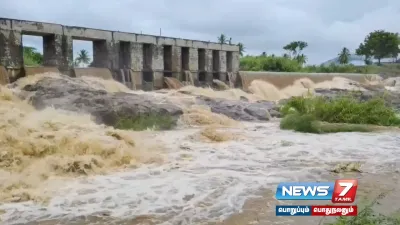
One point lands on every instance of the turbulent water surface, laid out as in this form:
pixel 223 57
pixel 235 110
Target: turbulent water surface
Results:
pixel 206 182
pixel 182 176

::::::::

» **Exercise prompt**
Copy the listing above word for word, keeping every line in its original order, but omit the picture.

» **Solution to this problem**
One point lands on every instance of the turbulent water surface, laid out as in this form:
pixel 223 57
pixel 235 110
Target: turbulent water surface
Results:
pixel 206 182
pixel 182 176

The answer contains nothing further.